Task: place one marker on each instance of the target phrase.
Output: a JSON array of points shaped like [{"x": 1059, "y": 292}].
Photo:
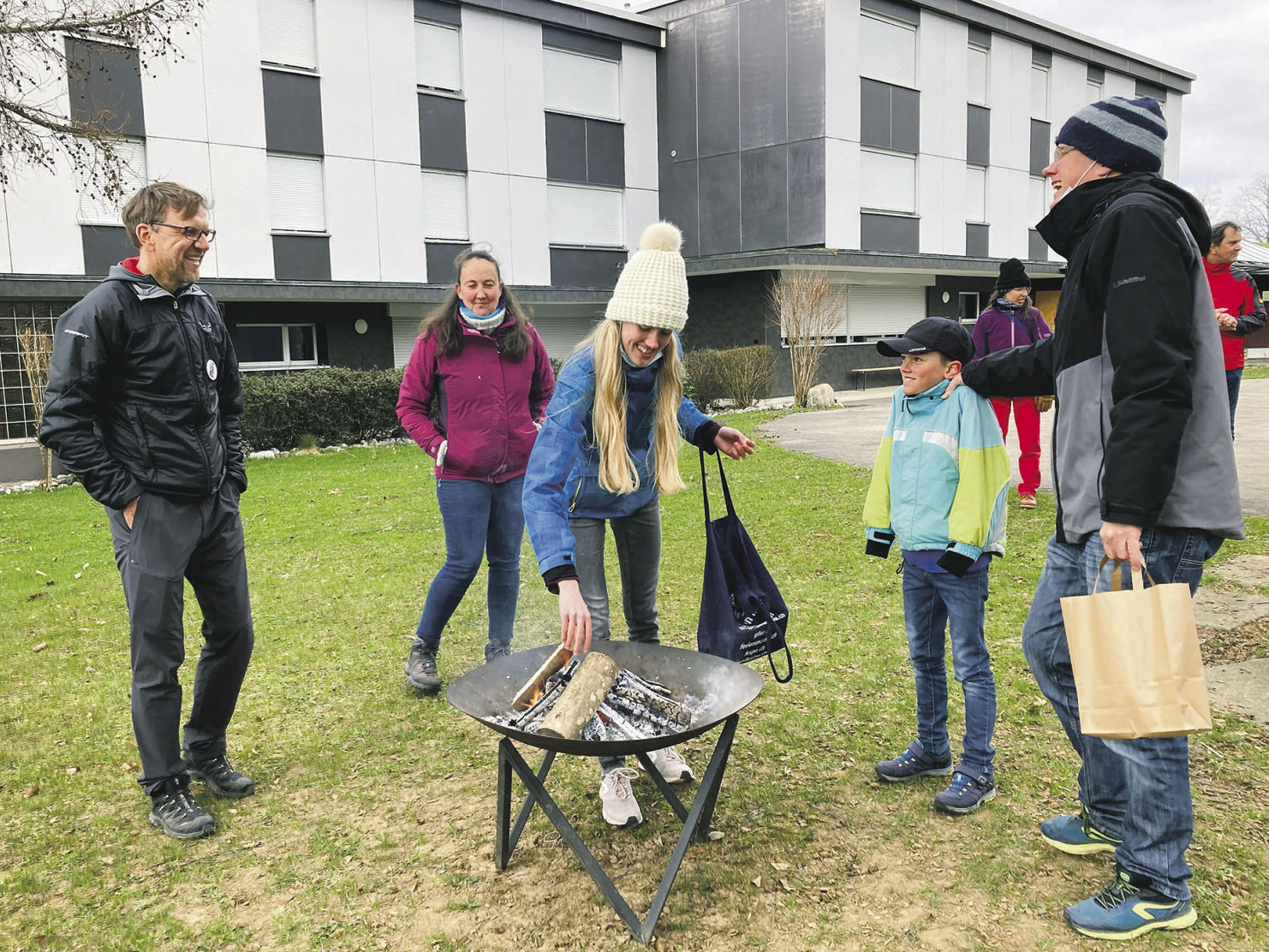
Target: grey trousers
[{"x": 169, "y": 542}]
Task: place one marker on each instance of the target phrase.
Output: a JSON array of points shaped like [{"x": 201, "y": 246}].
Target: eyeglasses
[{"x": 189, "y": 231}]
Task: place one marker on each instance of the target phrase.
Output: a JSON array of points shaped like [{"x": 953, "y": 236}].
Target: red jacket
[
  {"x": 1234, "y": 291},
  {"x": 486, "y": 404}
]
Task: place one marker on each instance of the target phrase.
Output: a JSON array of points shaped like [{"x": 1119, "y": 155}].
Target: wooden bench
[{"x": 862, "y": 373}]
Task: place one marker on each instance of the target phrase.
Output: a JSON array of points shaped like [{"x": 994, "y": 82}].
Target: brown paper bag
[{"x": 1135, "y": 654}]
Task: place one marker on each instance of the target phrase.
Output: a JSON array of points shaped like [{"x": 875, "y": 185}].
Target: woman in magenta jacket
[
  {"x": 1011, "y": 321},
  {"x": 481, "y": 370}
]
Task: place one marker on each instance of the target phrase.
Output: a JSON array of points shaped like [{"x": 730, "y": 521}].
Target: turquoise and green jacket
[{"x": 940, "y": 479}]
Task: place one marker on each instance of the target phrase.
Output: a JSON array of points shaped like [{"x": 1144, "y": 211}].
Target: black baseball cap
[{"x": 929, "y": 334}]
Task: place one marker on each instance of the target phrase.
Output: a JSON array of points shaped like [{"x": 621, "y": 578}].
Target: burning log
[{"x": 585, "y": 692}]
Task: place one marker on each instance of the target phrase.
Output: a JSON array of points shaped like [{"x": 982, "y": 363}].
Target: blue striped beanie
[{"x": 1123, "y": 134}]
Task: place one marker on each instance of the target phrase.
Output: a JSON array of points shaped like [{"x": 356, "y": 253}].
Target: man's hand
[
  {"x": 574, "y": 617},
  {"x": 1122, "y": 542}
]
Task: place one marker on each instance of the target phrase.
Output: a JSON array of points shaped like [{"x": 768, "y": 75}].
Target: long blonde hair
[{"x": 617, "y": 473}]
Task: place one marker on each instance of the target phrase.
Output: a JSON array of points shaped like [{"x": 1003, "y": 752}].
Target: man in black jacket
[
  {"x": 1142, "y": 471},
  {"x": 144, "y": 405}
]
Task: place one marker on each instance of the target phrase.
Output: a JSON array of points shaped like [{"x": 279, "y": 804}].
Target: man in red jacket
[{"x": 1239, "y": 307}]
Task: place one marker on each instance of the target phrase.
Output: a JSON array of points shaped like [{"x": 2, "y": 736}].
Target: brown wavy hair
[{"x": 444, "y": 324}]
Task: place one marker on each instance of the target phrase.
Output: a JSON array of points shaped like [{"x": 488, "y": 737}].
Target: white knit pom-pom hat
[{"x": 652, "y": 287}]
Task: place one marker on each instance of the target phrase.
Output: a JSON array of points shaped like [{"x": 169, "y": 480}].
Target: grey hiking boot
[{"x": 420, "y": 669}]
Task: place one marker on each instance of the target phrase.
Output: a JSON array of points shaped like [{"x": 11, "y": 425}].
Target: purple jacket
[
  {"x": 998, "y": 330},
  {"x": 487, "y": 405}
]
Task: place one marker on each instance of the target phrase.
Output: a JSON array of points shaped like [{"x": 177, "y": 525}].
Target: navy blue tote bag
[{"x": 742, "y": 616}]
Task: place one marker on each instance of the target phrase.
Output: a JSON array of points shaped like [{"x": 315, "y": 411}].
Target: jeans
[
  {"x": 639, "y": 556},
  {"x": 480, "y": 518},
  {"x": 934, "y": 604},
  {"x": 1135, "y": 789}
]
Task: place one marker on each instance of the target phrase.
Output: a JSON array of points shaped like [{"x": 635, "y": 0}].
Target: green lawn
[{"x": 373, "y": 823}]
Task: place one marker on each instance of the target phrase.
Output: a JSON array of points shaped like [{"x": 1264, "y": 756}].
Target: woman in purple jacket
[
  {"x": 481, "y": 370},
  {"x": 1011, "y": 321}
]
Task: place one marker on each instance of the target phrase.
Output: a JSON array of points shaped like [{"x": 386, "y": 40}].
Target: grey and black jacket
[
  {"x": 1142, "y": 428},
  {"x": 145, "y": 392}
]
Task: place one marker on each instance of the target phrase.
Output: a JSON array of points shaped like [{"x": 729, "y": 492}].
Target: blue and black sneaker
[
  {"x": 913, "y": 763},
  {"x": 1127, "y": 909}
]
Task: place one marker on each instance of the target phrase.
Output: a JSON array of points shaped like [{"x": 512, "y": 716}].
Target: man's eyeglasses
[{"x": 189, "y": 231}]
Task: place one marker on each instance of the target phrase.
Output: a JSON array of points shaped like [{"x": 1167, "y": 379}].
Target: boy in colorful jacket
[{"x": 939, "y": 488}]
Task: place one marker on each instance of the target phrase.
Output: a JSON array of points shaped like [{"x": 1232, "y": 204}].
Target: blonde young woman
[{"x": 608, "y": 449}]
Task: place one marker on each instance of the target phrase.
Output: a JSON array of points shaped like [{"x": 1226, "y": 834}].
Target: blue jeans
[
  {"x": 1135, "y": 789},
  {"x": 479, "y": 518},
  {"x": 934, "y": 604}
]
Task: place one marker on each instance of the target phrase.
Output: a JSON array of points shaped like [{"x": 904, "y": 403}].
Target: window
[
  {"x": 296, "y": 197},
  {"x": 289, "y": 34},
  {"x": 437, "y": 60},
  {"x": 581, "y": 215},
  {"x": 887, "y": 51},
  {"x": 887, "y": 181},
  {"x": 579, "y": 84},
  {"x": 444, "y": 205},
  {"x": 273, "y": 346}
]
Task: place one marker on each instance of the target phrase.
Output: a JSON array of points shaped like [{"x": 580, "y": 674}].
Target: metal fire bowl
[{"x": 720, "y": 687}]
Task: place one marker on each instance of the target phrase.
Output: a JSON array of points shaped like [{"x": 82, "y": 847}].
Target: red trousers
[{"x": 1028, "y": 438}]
---
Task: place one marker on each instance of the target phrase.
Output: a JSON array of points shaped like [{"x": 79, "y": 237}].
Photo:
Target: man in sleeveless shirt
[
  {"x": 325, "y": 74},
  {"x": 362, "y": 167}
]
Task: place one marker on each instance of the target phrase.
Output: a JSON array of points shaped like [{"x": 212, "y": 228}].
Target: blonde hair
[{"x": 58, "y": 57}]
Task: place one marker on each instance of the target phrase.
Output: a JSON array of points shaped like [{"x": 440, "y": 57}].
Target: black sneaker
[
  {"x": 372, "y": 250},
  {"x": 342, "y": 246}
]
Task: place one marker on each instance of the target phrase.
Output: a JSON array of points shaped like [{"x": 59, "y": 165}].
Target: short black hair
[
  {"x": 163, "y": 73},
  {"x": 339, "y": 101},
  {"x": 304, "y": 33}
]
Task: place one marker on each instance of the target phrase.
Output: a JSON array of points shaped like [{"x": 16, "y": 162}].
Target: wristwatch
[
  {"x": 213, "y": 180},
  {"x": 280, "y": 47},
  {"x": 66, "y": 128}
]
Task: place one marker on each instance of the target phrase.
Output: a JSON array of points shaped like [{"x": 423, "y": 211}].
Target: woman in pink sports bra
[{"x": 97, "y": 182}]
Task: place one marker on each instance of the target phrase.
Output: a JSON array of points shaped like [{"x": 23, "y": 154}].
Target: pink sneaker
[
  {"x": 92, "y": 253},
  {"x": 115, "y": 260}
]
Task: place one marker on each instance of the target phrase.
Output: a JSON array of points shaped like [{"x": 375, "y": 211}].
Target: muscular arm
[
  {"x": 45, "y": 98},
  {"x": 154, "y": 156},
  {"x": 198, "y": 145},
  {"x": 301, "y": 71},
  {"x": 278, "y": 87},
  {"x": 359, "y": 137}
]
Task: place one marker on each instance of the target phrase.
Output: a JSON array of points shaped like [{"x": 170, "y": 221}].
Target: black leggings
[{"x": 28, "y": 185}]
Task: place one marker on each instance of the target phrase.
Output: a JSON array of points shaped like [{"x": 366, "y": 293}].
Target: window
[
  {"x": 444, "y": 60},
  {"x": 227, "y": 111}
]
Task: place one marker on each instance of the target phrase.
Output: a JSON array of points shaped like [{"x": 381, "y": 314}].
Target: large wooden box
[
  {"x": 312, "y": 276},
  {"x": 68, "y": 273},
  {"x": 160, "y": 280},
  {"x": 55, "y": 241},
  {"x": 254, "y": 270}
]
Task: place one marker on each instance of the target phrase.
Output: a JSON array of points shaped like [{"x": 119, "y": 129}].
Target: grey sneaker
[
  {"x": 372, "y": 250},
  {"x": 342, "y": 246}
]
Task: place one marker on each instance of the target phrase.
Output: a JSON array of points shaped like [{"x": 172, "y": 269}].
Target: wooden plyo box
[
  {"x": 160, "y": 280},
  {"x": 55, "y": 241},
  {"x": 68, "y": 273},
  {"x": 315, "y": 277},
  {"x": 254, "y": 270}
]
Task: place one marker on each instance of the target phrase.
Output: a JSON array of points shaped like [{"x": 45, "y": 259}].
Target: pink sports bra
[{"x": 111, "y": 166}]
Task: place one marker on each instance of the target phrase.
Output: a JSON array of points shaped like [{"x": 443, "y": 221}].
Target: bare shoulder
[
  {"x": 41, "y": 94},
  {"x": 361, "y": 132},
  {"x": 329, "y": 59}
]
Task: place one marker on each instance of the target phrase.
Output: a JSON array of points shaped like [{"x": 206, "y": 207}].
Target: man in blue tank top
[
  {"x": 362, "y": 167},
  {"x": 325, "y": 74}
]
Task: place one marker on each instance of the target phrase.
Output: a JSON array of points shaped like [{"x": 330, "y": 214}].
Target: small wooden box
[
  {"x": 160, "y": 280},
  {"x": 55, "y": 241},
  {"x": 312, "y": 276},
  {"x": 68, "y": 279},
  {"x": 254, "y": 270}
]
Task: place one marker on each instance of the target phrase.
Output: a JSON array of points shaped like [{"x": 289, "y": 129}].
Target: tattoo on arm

* Request
State how many lines of the records above contain the word "brown", giving only the number.

* Output for this exercise
2